= Data excerpts =
____________
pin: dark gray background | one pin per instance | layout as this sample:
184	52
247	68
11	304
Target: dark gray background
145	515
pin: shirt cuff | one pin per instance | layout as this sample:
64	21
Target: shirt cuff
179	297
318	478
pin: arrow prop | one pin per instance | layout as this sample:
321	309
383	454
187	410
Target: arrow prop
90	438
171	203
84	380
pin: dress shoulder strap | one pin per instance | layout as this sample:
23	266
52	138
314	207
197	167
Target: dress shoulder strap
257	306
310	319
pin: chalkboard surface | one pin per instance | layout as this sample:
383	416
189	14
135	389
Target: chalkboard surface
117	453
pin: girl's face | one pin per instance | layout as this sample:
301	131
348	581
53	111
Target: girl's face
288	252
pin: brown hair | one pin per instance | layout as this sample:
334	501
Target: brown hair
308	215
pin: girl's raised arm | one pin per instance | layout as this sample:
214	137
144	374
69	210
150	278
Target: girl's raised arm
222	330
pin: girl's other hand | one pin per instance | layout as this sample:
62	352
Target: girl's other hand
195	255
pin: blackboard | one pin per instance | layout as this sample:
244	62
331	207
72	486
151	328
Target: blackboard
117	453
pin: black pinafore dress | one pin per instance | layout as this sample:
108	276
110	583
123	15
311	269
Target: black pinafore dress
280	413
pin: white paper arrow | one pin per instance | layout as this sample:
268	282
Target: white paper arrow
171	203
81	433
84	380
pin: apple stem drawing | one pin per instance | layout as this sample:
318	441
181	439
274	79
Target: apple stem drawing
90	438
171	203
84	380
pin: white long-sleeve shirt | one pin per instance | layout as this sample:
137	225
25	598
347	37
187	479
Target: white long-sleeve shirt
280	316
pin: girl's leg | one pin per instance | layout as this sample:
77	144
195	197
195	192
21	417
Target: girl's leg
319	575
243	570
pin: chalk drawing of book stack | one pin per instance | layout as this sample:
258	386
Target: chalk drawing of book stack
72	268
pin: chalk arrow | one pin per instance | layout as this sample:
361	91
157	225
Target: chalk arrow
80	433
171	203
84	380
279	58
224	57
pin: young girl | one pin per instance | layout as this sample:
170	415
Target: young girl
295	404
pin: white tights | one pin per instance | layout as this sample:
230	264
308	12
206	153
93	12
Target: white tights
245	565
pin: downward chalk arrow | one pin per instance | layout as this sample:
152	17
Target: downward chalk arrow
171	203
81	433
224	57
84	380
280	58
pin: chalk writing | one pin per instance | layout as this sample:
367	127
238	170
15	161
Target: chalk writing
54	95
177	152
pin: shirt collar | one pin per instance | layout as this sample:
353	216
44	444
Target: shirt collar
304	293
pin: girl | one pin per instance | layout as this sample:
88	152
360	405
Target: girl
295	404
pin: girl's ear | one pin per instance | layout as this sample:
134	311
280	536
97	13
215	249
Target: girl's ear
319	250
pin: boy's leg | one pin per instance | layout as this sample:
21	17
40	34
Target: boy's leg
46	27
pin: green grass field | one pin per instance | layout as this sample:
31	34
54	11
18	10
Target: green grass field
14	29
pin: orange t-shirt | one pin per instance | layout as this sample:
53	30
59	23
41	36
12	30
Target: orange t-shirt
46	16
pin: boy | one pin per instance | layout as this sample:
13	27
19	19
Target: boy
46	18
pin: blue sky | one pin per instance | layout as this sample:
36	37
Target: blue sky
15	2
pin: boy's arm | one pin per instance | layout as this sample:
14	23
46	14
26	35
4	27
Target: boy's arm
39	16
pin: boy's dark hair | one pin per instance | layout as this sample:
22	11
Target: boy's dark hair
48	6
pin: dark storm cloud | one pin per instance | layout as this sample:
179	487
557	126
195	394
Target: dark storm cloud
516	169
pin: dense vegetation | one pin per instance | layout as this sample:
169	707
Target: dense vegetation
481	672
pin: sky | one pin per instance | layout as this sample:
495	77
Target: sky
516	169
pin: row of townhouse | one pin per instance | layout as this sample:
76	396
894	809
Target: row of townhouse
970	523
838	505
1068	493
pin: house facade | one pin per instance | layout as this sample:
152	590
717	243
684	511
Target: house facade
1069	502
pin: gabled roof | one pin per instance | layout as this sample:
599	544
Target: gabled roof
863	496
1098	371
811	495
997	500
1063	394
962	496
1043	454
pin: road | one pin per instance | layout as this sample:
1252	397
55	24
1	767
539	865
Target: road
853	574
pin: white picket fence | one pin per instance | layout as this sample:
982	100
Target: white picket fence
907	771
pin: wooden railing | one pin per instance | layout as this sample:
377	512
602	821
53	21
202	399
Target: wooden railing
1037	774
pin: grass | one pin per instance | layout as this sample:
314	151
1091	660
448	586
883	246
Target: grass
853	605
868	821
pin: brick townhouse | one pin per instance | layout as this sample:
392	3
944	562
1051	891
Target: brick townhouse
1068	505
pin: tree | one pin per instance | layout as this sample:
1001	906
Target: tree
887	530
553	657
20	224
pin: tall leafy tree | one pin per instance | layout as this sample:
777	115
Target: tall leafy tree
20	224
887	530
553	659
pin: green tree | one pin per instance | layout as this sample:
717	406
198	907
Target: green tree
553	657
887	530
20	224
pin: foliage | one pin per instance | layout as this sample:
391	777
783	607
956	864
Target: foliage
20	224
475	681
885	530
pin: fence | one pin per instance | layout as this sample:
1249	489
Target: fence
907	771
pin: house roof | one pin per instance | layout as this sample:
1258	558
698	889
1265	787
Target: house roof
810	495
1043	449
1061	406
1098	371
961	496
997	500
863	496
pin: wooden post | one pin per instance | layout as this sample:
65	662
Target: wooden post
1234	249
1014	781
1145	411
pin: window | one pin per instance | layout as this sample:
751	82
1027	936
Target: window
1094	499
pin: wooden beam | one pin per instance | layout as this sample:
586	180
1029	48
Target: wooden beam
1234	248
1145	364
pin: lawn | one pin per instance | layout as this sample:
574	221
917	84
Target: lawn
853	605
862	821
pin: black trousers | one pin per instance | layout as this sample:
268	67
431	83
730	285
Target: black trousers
____________
= PROBLEM DETAILS =
Only the lines from the one containing "Target: brick townhouse" through the last line of the entries above should be copied, exactly as written.

= TASK RESPONSE =
Target: brick townhouse
1068	505
pin: tree | one pin per instance | layout as this sample:
1001	906
Target: tree
887	530
553	657
20	224
pin: tall leafy tree | one pin per instance | layout as this sample:
777	115
Target: tall leafy tree
20	224
887	530
553	659
pin: green tree | one pin per instance | layout as this sample:
717	406
198	907
Target: green tree
553	657
887	530
20	224
pin: foliage | one pin per instance | layout as this sample:
391	777
783	607
956	864
Target: foliage
20	224
475	681
885	530
pin: fence | one pin per instance | layout as this sample:
1249	489
Target: fence
907	771
pin: house roof | one pin per instance | layout as this sample:
1258	558
698	889
1265	787
Target: house roof
810	495
1043	449
1061	406
1098	371
961	496
997	500
863	496
pin: wooden post | one pin per instance | layout as this sample:
65	662
Target: wooden post
1234	249
1014	781
1145	411
pin: window | one pin per instance | layout as this sample:
751	82
1027	936
Target: window
1094	499
pin: wooden beam | one pin per instance | layout as this sample:
586	180
1029	48
Target: wooden beam
1234	248
1145	364
pin: lawn | one pin per instance | layout as this sample:
574	221
917	84
Target: lawn
853	605
862	821
pin: black trousers | one pin per instance | layout as this sample:
268	67
431	83
730	285
Target: black trousers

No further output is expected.